Instructions for the task
Take the post on open access below and restate the passage that opens with "Instead let us" and closes with "effect on distribution.", swapping "forum" for "mailing list".

Re: Leading academics back UK Research Councils on self-archiving

From: Eberhard R. Hilf <hilf_at_ISN-OLDENBURG.DE>
Date: Wed, 24 Aug 2005 13:02:46 +0200

dear Colleagues,
this discussion has
- adverse effects by distraction, (lofty discussion instead of action on
  the own aims and projects),
- unprofessional in that one thinks of what other partners would and
  should think and act, scientists about publishers, learned societies,
  and vice versa,
- extrapolating into the far future present business considerations,
- commercial partners should/will not say what they think but make
  statements what is good for their present business etc., - as we all do.

Instead let us use this forum to collect and share facts, such as
the given BMJ Journal evaluation
http://bmj.bmjjournals.com/aboutsite/visitorstats.shtml
which show in the first figure the steady increase of hosts accessing the
documents, since the opening of the access to fulltexts in 1998 to 2005
by a rate of about 23.000 per year,
and the drastic decline after the
re-imposing of access controls in early 2005, which seems to be about
twice the increase before. Thus: OA has an enormous and continuously
selfpropelling effect on distribution.

BMJ impact factor slide (fifth from top) shows that the BMJ impact factor
was steady at about before OA, and (after the dragging period) of 7 for
OA. It will be interesting to check whether it goes back by 2007 to 5
again.

The conclusions are known from other studies
http://eprints.ecs.soton.ac.uk/10209/01/impact.html
as well:
- OA is good for dissemination of scientific results,
- OA is good for scientific impact.
- In the digital age OA disstribution and refereeing are separate
services.

And likewise the expectations follow from there:
- All players will adjust their policies, business models, pp.
accordingly.
- Multiple professional services will arrive with the higher the quality,
and usefulness, the more will the scientific community pay for it.

Extracted data
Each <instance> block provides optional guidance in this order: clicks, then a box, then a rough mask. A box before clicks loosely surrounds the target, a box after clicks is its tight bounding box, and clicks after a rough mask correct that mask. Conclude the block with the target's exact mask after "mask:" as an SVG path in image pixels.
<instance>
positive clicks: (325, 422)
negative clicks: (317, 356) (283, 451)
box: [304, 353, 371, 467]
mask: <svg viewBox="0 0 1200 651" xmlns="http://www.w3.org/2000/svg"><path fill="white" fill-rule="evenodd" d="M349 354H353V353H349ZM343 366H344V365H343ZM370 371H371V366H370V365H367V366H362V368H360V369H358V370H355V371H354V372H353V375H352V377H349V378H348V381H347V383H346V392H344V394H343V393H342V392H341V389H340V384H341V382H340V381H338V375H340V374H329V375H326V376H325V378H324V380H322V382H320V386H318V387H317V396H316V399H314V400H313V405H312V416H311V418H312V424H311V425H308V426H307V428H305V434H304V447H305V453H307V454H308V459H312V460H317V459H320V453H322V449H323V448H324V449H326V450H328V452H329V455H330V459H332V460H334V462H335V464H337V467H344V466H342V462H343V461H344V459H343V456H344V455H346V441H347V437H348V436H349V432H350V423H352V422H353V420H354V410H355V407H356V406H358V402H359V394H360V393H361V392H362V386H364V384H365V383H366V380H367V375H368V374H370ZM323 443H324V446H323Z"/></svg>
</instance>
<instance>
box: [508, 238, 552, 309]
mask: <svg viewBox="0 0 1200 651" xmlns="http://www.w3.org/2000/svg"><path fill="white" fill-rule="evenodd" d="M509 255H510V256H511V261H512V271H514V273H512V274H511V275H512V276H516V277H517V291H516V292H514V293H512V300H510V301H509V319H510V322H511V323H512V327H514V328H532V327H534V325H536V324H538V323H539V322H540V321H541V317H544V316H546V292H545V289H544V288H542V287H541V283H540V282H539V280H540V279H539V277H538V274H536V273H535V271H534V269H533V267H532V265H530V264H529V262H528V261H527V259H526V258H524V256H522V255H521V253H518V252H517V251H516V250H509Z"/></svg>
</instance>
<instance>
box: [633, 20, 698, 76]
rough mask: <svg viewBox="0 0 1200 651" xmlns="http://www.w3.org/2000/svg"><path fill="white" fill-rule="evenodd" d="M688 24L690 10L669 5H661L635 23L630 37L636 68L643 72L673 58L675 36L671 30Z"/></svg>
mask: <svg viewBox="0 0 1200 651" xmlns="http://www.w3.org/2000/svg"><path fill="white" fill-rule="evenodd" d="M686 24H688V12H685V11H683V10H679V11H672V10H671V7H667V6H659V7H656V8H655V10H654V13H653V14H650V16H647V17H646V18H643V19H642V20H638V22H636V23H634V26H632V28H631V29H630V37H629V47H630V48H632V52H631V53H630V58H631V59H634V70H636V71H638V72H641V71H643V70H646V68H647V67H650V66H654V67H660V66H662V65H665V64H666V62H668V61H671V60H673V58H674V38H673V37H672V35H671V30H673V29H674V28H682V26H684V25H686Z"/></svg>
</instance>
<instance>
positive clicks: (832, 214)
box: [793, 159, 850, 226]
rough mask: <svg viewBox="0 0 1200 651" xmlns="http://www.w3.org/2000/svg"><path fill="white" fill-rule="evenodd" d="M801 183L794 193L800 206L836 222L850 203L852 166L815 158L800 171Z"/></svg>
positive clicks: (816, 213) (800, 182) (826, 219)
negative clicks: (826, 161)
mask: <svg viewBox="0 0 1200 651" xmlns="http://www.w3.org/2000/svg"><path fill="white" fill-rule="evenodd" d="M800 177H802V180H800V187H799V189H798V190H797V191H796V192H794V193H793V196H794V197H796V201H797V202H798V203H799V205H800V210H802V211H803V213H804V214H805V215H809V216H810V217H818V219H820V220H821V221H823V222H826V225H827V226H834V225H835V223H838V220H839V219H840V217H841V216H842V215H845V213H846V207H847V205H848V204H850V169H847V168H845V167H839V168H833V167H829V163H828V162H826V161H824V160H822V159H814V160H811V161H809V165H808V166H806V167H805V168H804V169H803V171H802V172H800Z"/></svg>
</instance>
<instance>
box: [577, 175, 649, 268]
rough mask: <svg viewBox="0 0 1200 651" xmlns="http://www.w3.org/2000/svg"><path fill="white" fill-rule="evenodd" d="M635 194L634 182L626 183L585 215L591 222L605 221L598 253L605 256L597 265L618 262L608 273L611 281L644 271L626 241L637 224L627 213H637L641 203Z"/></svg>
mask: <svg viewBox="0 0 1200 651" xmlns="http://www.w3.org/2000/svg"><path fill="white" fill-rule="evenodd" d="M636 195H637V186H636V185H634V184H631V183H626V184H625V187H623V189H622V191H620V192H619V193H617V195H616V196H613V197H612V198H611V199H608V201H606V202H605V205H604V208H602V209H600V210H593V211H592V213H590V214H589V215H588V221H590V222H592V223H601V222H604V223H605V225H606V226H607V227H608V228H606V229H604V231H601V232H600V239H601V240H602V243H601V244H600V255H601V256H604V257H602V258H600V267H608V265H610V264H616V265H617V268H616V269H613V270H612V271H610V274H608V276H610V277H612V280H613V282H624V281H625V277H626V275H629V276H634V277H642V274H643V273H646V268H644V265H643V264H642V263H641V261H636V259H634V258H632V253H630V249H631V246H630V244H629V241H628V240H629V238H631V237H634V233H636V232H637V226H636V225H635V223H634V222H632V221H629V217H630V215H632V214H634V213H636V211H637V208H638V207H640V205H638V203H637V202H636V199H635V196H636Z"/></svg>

Problem solution
Instead let us use this mailing list to collect and share facts, such as
the given BMJ Journal evaluation
http://bmj.bmjjournals.com/aboutsite/visitorstats.shtml
which show in the first figure the steady increase of hosts accessing the
documents, since the opening of the access to fulltexts in 1998 to 2005
by a rate of about 23.000 per year,
and the drastic decline after the
re-imposing of access controls in early 2005, which seems to be about
twice the increase before. Thus: OA has an enormous and continuously
selfpropelling effect on distribution.